### YOUR TASK
What do the lines from the one containing "Question. For every instance of the fish dorsal" through the end of the entries say? Quote them exactly, and only them.

** Begin **

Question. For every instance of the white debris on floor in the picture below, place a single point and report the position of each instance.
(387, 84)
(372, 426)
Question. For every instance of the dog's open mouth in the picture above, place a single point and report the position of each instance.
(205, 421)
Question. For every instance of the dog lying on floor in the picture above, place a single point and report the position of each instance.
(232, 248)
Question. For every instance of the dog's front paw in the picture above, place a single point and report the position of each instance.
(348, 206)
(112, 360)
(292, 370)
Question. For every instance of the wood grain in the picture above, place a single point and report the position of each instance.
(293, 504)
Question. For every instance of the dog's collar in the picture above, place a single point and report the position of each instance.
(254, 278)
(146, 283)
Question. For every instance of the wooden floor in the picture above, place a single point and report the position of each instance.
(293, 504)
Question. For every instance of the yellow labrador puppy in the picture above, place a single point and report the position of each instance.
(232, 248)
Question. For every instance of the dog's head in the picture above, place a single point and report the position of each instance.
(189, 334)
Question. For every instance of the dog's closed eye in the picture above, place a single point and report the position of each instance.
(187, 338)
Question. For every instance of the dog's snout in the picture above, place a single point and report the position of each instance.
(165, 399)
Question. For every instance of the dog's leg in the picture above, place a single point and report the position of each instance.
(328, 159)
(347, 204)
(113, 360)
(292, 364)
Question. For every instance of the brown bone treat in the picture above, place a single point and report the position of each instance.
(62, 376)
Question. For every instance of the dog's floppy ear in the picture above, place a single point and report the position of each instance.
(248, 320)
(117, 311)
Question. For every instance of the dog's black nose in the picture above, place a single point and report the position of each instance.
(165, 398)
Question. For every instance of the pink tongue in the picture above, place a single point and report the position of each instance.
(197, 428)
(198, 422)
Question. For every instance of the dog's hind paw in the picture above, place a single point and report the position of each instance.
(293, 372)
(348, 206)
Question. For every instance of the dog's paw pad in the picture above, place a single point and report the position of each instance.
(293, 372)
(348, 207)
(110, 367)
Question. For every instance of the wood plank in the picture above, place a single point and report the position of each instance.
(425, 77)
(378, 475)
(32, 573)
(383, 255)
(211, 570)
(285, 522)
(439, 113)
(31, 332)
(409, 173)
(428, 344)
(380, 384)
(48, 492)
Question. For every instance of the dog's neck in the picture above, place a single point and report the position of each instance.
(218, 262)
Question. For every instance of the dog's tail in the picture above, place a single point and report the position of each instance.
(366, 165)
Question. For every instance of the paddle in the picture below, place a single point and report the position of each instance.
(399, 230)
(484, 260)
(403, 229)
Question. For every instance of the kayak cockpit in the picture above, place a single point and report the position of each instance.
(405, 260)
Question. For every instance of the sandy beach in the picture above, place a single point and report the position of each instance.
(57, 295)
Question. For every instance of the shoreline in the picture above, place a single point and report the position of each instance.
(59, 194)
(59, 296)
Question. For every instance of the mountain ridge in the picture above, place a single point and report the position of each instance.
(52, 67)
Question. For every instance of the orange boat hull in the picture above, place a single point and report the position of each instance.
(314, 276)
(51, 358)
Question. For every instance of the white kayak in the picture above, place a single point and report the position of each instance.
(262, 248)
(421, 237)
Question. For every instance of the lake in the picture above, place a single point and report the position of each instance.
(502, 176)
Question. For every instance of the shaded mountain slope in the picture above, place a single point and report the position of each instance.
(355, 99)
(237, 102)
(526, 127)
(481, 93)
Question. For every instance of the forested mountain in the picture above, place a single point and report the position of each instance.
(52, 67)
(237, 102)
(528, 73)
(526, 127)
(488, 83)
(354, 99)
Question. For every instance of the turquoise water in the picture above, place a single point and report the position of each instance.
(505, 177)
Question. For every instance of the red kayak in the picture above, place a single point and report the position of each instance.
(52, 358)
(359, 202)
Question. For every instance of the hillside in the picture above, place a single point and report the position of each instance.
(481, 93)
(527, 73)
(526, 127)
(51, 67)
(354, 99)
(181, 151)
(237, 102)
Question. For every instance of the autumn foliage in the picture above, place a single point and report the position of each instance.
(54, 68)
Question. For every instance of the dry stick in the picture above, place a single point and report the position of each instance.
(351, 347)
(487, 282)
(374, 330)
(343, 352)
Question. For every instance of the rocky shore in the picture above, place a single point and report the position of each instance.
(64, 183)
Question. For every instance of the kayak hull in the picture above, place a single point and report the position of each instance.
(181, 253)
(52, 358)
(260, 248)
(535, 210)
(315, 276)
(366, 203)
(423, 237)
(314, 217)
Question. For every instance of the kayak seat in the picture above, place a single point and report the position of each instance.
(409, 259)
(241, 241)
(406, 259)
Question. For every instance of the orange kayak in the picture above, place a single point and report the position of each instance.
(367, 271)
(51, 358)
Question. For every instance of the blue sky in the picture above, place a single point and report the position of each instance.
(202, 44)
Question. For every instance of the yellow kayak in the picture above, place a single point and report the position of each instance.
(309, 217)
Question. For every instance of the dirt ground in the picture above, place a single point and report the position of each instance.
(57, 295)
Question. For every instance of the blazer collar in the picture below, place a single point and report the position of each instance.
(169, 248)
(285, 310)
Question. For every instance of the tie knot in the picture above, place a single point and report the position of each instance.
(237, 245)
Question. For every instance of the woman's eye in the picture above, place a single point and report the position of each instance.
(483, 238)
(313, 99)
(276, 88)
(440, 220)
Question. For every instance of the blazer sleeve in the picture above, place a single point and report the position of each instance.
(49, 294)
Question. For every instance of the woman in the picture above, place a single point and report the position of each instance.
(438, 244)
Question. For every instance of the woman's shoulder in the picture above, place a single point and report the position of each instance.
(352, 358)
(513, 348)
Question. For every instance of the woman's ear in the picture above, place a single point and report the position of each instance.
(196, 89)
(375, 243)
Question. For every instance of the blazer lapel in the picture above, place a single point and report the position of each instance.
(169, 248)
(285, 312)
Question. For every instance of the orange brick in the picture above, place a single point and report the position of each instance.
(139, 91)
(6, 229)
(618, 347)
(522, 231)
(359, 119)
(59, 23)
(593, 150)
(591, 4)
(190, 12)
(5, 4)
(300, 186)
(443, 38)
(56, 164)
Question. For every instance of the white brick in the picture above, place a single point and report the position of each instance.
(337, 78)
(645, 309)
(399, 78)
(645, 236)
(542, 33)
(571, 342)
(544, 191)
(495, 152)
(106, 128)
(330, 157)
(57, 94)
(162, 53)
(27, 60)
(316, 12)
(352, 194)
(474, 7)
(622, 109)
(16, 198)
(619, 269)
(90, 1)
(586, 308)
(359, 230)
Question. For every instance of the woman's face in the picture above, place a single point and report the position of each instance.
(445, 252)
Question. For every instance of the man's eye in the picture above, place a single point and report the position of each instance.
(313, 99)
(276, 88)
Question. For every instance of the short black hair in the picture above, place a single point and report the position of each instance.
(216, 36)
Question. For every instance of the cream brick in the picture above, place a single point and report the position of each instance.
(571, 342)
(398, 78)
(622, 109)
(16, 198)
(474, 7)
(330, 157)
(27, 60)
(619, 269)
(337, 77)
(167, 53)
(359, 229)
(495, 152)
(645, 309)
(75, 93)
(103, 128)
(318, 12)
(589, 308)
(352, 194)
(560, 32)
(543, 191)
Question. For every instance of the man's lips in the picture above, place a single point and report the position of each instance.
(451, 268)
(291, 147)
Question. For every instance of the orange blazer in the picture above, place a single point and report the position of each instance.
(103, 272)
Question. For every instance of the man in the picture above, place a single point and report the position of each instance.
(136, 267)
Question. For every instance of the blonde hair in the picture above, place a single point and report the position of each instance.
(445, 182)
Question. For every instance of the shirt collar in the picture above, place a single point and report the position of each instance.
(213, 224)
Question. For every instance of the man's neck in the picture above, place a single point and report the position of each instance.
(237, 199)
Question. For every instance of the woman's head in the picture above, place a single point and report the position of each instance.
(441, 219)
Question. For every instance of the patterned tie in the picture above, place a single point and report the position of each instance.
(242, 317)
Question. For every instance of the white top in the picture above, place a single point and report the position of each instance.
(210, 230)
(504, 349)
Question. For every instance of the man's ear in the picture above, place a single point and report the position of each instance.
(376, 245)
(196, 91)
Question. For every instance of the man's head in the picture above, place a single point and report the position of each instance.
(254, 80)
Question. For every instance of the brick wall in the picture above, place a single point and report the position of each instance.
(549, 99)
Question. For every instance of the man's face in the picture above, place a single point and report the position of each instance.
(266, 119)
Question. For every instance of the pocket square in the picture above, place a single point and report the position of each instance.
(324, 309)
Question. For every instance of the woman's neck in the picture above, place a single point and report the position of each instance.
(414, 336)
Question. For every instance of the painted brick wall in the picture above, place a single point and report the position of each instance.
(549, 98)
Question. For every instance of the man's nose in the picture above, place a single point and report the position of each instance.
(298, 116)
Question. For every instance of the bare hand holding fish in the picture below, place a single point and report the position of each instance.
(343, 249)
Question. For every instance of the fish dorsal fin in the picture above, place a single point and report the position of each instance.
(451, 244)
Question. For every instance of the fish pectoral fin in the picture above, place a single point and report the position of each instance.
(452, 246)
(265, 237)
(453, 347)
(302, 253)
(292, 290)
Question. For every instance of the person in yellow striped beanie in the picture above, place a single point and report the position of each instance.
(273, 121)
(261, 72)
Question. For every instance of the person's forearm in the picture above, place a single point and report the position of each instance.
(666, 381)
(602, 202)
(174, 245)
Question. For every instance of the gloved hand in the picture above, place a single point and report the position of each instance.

** End **

### SOLUTION FOR THIS EXERCISE
Question. For every instance of the fish dorsal fin in the picture above, place a single point and report the position of each instance.
(451, 244)
Question. For every instance of the fish pectoral fin in the picture above, place a single point and report the position of each instance.
(452, 246)
(265, 237)
(453, 347)
(302, 253)
(292, 290)
Question. For every instance of the person in yellow striped beanie in the picture above, place a single point and report the position of each instance.
(273, 121)
(261, 72)
Question. For every instance of the person's forearm in the picture above, place a single point and report the position of each instance.
(666, 381)
(602, 202)
(174, 245)
Question. For every instance of the gloved hand in the picture above, place a single point and report the position of each instance.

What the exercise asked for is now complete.